▸ **ITEMS**
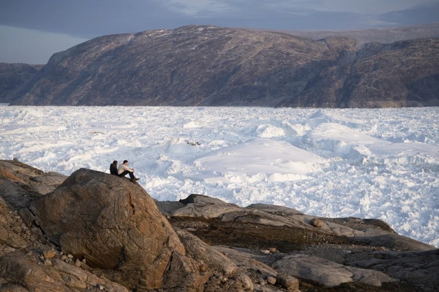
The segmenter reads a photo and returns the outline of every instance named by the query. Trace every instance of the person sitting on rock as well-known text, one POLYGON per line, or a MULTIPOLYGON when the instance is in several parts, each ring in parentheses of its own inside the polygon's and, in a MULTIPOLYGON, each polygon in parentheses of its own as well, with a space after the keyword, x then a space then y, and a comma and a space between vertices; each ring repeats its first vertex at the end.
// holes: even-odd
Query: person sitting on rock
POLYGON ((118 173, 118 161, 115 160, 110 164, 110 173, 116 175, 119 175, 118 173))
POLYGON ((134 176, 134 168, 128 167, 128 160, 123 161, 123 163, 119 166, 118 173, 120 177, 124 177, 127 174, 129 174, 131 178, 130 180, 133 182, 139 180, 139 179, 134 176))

▸ **EXERCISE OBJECTIVE**
Except for the pictures, copy every line of the records above exactly.

▸ **RESULT OF THE TASK**
The segmenter reads a photo and returns the outline of every instance named by the query. Trace every instance of the person sitting on rock as well-known text, one POLYGON per line, or a MULTIPOLYGON when the instance is in several parts, each ring in parentheses of its own inside the polygon's and, in a MULTIPOLYGON, each polygon in parentheses of its own as well, with a space after the keyword, x then a space then y, and a comma and a space between vertices; each ring repeats its first vertex at the end.
// holes: even-odd
Query: person sitting on rock
POLYGON ((118 173, 118 161, 115 160, 110 164, 110 173, 116 175, 119 175, 118 173))
POLYGON ((134 176, 134 168, 128 167, 128 160, 123 161, 123 163, 119 166, 118 173, 120 177, 124 177, 127 174, 129 174, 131 178, 130 180, 133 182, 139 180, 139 179, 134 176))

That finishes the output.